To do
Below are some records: retype them all exactly, but not the pictures.

— start of Information supplied —

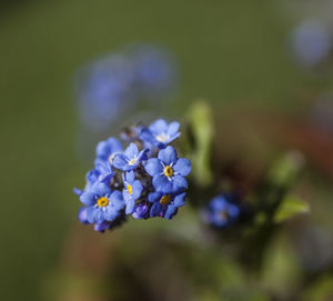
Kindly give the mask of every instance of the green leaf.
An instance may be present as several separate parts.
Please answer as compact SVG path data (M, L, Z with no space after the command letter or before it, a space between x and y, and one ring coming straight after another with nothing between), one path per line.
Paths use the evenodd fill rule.
M194 177L200 185L212 183L210 167L212 141L214 137L212 110L205 101L195 102L189 112L190 130L194 139L192 165Z
M286 195L278 208L273 220L276 223L283 222L301 213L309 213L310 207L294 195Z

— end of Information supplied —

Response to the exercise
Kindly give the mask of every instance of the green leaf.
An instance may be present as several separate parts.
Please answer as compact SVG path data (M, L, Z with no space after the command letter or before it, a space between x and y, and one ring coming straight after another with nothing between), one path per line.
Paths use the evenodd fill rule.
M194 177L200 185L212 183L210 167L212 141L214 137L212 110L205 101L195 102L189 112L190 130L194 139L192 165Z
M286 195L278 208L273 220L276 223L283 222L301 213L309 213L310 207L294 195Z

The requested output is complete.